***** Given data *****

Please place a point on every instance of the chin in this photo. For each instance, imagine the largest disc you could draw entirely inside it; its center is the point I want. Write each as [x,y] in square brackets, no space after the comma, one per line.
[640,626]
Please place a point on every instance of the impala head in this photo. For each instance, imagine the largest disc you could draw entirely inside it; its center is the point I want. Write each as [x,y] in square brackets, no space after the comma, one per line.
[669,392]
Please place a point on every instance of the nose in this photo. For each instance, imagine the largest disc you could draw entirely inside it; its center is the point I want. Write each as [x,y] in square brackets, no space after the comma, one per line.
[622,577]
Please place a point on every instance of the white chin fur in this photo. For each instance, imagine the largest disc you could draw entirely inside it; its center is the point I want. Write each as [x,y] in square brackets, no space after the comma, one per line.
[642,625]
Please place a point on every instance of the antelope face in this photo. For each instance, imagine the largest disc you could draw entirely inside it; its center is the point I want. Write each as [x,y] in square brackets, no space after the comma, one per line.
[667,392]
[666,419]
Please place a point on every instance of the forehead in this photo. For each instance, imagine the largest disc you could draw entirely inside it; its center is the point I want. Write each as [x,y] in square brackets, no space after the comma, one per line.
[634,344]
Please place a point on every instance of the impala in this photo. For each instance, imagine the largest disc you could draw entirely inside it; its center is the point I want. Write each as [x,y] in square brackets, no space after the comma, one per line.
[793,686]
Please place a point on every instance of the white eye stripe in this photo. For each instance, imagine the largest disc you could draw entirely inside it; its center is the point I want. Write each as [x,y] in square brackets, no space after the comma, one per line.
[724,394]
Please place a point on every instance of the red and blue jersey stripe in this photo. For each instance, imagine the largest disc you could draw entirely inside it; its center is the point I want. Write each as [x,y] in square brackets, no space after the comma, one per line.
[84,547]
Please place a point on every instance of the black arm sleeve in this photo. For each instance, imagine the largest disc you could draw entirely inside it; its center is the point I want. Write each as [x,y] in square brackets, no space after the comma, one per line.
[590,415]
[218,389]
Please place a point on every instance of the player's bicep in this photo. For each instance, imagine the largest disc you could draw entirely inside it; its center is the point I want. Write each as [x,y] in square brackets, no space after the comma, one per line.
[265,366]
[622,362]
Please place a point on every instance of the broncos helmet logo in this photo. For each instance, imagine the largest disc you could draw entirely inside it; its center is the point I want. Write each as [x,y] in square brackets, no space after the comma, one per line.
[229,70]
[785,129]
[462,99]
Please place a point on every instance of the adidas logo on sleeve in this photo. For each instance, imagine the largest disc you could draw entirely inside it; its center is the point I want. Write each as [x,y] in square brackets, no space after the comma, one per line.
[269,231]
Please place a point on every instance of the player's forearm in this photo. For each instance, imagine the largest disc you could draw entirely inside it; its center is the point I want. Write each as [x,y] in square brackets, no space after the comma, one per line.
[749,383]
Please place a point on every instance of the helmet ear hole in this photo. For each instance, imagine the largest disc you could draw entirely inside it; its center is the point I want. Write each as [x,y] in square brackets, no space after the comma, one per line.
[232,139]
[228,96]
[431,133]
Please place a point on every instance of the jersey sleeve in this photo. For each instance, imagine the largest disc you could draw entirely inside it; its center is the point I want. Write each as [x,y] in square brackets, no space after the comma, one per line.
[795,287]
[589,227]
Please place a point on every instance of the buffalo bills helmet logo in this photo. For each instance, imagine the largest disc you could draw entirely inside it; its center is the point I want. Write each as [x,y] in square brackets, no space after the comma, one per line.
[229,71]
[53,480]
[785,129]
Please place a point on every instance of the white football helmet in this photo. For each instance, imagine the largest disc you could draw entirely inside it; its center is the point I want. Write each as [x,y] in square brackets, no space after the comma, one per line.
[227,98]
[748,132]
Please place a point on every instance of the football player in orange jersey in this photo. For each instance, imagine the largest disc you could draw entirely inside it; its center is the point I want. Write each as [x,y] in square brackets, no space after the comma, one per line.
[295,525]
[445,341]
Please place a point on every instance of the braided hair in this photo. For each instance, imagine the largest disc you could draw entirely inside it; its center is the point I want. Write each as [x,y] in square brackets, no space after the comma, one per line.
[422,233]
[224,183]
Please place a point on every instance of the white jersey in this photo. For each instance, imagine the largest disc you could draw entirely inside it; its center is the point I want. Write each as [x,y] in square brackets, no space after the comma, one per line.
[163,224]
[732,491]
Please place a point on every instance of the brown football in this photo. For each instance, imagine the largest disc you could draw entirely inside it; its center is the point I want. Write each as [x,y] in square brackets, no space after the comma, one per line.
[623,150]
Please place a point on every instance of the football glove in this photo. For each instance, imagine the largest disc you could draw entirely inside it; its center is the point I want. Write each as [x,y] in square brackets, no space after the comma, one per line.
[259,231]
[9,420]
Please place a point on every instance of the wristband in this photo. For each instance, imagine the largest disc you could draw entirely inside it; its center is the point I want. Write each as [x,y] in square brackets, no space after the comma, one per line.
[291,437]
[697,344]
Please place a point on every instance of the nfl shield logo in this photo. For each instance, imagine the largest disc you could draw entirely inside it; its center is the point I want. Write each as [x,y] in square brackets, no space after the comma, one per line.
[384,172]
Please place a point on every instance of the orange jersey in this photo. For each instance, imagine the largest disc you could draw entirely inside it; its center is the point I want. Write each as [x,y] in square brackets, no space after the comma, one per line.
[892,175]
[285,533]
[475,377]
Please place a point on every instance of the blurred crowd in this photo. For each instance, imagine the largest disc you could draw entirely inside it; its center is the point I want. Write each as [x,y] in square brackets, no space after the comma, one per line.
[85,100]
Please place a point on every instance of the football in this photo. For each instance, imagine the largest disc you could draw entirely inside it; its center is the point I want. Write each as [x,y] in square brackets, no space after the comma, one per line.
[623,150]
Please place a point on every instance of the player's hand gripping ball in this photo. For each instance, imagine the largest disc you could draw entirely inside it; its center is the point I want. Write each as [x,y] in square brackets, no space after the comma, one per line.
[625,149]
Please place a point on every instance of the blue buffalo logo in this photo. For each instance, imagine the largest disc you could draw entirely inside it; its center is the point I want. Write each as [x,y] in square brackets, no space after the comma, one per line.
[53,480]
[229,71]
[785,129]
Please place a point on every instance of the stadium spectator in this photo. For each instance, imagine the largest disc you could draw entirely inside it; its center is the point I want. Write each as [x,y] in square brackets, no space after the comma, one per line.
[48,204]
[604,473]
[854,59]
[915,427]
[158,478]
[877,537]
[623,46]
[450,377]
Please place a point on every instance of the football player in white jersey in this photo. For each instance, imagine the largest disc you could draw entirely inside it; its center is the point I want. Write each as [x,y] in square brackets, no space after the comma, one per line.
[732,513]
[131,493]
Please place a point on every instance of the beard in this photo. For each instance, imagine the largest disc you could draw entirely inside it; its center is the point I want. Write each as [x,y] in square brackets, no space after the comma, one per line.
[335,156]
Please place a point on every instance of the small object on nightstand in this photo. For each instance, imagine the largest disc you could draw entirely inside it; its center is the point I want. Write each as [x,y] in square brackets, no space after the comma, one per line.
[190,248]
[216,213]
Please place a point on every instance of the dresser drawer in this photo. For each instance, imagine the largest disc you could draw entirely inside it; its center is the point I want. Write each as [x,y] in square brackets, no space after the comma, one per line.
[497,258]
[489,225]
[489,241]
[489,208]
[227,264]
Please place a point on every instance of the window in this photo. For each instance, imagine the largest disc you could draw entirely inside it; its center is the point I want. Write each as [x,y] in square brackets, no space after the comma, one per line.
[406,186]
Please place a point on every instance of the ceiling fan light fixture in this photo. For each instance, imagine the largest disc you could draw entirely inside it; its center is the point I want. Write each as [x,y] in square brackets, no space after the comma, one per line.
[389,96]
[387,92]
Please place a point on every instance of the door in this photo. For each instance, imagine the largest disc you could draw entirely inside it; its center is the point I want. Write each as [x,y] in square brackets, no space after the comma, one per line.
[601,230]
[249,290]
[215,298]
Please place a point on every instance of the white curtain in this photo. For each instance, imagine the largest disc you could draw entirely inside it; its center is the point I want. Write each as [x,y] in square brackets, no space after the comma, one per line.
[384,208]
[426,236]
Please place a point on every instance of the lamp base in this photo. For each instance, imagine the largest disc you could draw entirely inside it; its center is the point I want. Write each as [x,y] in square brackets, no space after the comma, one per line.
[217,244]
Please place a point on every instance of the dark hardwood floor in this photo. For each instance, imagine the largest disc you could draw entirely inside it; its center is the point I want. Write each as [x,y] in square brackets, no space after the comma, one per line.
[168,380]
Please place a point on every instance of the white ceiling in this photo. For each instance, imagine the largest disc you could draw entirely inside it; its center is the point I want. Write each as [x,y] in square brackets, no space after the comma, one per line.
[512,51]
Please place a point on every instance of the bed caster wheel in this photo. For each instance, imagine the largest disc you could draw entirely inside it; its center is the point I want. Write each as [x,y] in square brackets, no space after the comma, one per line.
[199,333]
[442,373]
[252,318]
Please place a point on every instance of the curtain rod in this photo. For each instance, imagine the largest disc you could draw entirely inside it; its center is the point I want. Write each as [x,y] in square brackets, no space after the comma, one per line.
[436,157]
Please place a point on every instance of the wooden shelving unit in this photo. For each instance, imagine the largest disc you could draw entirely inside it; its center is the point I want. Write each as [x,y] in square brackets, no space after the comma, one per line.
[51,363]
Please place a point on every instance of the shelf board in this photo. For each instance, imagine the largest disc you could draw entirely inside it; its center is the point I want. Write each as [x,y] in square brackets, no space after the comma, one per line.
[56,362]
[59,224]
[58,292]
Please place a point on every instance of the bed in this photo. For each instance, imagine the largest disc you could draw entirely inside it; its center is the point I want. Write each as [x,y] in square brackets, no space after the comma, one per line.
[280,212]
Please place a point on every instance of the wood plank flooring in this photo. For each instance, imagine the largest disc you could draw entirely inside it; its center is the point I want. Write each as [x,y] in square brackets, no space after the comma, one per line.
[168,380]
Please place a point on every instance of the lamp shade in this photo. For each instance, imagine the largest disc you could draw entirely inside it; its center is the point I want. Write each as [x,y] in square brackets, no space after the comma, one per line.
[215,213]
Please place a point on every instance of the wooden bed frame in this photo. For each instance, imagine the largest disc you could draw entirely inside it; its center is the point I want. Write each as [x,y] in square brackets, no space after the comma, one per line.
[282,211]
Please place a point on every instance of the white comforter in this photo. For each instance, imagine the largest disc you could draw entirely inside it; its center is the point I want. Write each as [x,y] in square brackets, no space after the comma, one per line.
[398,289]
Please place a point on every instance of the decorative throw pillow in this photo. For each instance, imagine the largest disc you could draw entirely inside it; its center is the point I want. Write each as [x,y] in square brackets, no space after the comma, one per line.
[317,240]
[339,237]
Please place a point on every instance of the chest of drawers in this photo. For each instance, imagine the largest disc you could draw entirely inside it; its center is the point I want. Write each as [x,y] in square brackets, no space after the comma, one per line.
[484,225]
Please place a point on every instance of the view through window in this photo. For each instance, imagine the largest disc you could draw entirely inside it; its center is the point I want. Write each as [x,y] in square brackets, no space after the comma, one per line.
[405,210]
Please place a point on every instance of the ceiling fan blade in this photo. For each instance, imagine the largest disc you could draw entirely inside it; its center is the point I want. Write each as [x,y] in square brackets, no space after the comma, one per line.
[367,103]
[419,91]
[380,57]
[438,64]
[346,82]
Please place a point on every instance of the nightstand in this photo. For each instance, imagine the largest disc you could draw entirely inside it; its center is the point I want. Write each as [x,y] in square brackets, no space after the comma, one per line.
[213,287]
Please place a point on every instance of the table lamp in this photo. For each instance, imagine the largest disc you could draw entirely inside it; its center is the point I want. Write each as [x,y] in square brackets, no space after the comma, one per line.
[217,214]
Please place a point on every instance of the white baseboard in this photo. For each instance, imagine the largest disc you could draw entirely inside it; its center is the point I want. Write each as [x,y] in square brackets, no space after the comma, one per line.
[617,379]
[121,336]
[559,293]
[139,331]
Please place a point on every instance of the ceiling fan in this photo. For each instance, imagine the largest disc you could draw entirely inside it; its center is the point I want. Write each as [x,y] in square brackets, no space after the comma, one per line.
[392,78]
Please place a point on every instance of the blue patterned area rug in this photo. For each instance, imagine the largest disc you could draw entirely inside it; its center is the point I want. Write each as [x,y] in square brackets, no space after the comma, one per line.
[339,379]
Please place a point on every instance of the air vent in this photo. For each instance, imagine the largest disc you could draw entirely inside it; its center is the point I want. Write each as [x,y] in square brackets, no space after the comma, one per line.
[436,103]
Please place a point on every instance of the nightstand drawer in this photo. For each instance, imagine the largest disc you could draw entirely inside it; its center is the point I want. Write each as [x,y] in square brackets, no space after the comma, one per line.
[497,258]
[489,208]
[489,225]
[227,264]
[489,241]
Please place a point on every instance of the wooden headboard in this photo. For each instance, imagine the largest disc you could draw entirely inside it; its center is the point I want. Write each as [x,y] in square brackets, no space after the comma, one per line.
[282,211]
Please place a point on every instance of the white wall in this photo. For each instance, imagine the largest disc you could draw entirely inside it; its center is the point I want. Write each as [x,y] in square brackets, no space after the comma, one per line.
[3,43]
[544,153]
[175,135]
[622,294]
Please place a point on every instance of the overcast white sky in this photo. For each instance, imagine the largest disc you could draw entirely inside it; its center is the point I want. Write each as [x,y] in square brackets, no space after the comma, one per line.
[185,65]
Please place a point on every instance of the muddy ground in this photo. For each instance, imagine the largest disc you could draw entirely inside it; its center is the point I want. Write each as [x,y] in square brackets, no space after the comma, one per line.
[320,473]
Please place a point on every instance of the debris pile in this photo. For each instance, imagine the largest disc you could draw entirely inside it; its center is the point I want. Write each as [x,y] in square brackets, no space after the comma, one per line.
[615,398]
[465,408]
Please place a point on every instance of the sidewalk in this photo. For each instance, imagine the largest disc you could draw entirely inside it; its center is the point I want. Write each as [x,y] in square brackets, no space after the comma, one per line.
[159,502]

*****

About this exercise: Your answer must be the lines from the one with "Please place a point on every instance of the muddy" through the last line of the data, repeated exactly and with nothing else.

Response to the exercise:
Please place a point on every instance of the muddy ground in this photo. For each instance, imagine the largest disc you could draw entirely inside it; its center is the point I want. Write each as [x,y] in square brackets, no space after the comma, one per line.
[320,473]
Please place a point on every instance of the debris pile in this photo. For each instance, imagine the largest disc you could draw entirely inside it; its center is the point I want. Write each as [x,y] in square brackets, no space after the comma, one per line.
[615,398]
[465,408]
Please place a point on every instance of the sidewalk in this photo. For each instance, imagine the largest disc you could draw entirely inside it; its center is the point I want. Write each as [x,y] in square brackets, no space after the comma, one per line.
[159,502]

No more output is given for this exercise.